§ Data in this exercise:
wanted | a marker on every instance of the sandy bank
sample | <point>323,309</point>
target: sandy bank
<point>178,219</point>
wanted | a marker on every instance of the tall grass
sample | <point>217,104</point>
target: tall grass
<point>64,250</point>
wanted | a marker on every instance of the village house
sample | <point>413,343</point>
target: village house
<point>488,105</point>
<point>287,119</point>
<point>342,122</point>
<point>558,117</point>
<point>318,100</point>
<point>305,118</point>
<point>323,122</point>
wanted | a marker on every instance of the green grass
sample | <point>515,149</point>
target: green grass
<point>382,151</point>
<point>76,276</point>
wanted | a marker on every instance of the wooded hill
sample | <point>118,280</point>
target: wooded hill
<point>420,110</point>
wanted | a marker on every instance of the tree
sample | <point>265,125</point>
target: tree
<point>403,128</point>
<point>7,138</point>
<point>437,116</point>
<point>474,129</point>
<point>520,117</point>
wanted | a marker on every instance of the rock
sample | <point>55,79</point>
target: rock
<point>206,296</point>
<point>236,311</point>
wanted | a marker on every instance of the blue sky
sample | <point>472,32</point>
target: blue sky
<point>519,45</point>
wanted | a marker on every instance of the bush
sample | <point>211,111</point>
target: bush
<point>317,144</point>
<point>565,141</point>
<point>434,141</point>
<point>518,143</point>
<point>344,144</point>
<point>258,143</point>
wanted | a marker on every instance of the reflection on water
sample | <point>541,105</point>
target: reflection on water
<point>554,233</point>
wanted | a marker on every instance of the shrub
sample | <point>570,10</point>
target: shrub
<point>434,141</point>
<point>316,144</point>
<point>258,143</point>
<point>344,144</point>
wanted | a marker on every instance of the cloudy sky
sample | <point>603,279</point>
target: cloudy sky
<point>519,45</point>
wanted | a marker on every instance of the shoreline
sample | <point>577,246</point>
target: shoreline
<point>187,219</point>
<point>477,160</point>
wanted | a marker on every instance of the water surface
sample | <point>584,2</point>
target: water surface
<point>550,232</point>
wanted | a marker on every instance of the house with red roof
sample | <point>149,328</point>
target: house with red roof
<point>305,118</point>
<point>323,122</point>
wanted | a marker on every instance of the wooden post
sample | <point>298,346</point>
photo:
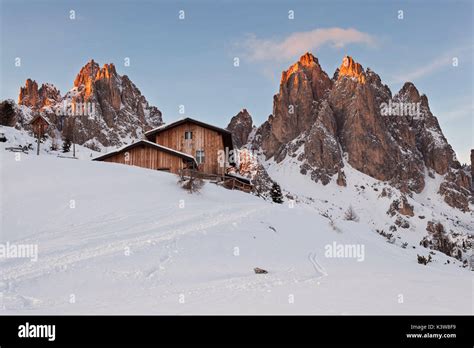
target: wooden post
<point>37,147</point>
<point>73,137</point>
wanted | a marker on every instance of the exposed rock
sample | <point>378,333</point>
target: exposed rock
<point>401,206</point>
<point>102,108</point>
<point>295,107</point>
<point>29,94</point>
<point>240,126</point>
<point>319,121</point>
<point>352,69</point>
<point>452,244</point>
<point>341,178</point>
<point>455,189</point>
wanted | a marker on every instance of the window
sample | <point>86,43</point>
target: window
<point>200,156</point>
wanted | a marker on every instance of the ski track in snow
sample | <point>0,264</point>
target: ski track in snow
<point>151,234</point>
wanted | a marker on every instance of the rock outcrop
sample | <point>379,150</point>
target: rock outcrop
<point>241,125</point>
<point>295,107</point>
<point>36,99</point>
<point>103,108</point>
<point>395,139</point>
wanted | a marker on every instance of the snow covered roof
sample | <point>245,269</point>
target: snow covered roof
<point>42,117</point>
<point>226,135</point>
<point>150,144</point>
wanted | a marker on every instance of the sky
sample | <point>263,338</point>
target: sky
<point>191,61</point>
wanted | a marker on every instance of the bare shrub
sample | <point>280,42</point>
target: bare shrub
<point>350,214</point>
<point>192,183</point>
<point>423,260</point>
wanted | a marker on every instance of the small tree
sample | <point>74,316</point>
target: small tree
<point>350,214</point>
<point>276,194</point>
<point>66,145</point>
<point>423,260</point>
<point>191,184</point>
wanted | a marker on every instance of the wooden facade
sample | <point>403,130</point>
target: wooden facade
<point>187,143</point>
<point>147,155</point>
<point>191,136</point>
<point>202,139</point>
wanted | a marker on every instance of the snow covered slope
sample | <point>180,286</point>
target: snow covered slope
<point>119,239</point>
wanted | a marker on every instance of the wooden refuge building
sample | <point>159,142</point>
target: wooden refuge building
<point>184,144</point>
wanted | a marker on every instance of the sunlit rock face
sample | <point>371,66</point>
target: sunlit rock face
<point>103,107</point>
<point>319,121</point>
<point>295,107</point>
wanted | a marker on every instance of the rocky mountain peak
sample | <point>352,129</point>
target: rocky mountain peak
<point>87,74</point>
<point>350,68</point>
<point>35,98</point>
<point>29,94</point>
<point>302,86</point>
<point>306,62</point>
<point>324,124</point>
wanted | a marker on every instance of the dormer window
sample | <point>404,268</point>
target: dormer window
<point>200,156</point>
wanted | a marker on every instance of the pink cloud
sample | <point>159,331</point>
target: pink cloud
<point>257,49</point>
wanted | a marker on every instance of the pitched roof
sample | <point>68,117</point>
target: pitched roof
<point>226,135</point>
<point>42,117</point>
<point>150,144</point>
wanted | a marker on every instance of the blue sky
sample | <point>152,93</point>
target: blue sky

§ What you will do: Restate the data above exactly, stripping out each image.

§ Response to this task:
wanted | a marker on every instance of the sandy bank
sample | <point>323,309</point>
target: sandy bank
<point>178,219</point>
wanted | a marker on every instance of the tall grass
sample | <point>217,104</point>
target: tall grass
<point>64,250</point>
wanted | a marker on every instance of the village house
sample | <point>413,343</point>
target: village house
<point>488,105</point>
<point>287,119</point>
<point>342,122</point>
<point>558,117</point>
<point>318,100</point>
<point>305,118</point>
<point>323,122</point>
wanted | a marker on every instance of the green grass
sample | <point>515,149</point>
target: green grass
<point>382,151</point>
<point>76,276</point>
wanted | a marker on every instance of the wooded hill
sample | <point>118,280</point>
target: wooded hill
<point>420,110</point>
wanted | a marker on every instance of the tree
sample | <point>265,125</point>
target: tree
<point>403,128</point>
<point>7,138</point>
<point>437,116</point>
<point>474,129</point>
<point>520,117</point>
wanted | a marker on every instance of the rock
sample | <point>55,79</point>
target: rock
<point>206,296</point>
<point>236,311</point>
wanted | a marker on every instance of the blue sky
sample | <point>472,32</point>
target: blue sky
<point>519,45</point>
wanted | a marker on every instance of the bush
sample | <point>211,111</point>
target: bush
<point>317,144</point>
<point>565,141</point>
<point>434,141</point>
<point>518,143</point>
<point>344,144</point>
<point>258,143</point>
wanted | a marker on every instance of the reflection on water
sample | <point>541,105</point>
target: reflection on water
<point>554,233</point>
wanted | a marker on every instance of the shrub
sample | <point>570,10</point>
target: shrub
<point>434,141</point>
<point>316,144</point>
<point>258,143</point>
<point>344,144</point>
wanted | a marker on every instance of the cloudy sky
sample | <point>603,279</point>
target: cloudy sky
<point>519,45</point>
wanted | a marker on every instance of the shoreline
sample | <point>577,246</point>
target: shoreline
<point>187,219</point>
<point>477,160</point>
wanted | a marker on every instance of the water surface
sample | <point>584,2</point>
target: water surface
<point>550,232</point>
wanted | a marker on every instance of the house with red roof
sample | <point>149,328</point>
target: house with red roof
<point>305,118</point>
<point>323,122</point>
wanted | a marker on every instance of the wooden post
sample | <point>298,346</point>
photo:
target: wooden post
<point>37,147</point>
<point>73,137</point>
wanted | a marker on every instance of the exposed rock
sample | <point>378,333</point>
target: exposed rock
<point>401,206</point>
<point>102,108</point>
<point>295,107</point>
<point>29,94</point>
<point>240,126</point>
<point>319,121</point>
<point>352,69</point>
<point>452,244</point>
<point>341,178</point>
<point>455,189</point>
wanted | a marker on every instance of the window
sample | <point>86,43</point>
target: window
<point>200,156</point>
wanted | a marker on every instance of the ski track in snow
sample | <point>0,264</point>
target: ski track in snow
<point>151,234</point>
wanted | a marker on every instance of the rock outcrop
sample | <point>379,150</point>
target: rock outcrop
<point>241,125</point>
<point>295,107</point>
<point>36,99</point>
<point>103,108</point>
<point>395,139</point>
wanted | a marker on every instance of the snow covered roof
sample | <point>245,269</point>
target: snow covered roof
<point>42,117</point>
<point>226,135</point>
<point>150,144</point>
wanted | a marker on every instance of the sky
sample | <point>263,338</point>
target: sky
<point>191,61</point>
wanted | a marker on every instance of the bare shrub
sample | <point>280,42</point>
target: bare shrub
<point>350,214</point>
<point>192,183</point>
<point>423,260</point>
wanted | a marker on every instance of the small tree
sample | <point>74,316</point>
target: small tree
<point>350,214</point>
<point>276,194</point>
<point>66,145</point>
<point>423,260</point>
<point>191,184</point>
wanted | a marker on every instance of the wooden facade
sample | <point>403,130</point>
target: wooden facade
<point>187,143</point>
<point>147,155</point>
<point>191,136</point>
<point>202,139</point>
wanted | a marker on every instance of the snow covered slope
sample | <point>180,286</point>
target: snow covered slope
<point>119,239</point>
wanted | a marker on every instance of the wooden refuge building
sample | <point>159,142</point>
target: wooden refuge building
<point>184,144</point>
wanted | a marker on every instance of the sunlit rock face
sample | <point>371,66</point>
target: sunlit rock face
<point>103,107</point>
<point>319,121</point>
<point>295,107</point>
wanted | a marker on every instance of the rocky mountain peak
sample | <point>352,129</point>
target: rocky mountain peak
<point>87,74</point>
<point>350,68</point>
<point>35,98</point>
<point>29,94</point>
<point>302,86</point>
<point>306,62</point>
<point>324,124</point>
wanted | a marker on every instance of the dormer window
sample | <point>404,268</point>
target: dormer window
<point>200,156</point>
wanted | a marker on every instance of the pink cloud
sample | <point>159,331</point>
target: pink cloud
<point>257,49</point>
wanted | a marker on every instance of the pitched roof
sample | <point>68,117</point>
target: pitched roof
<point>226,135</point>
<point>42,117</point>
<point>150,144</point>
wanted | a marker on every instance of the blue sky
sample | <point>152,93</point>
target: blue sky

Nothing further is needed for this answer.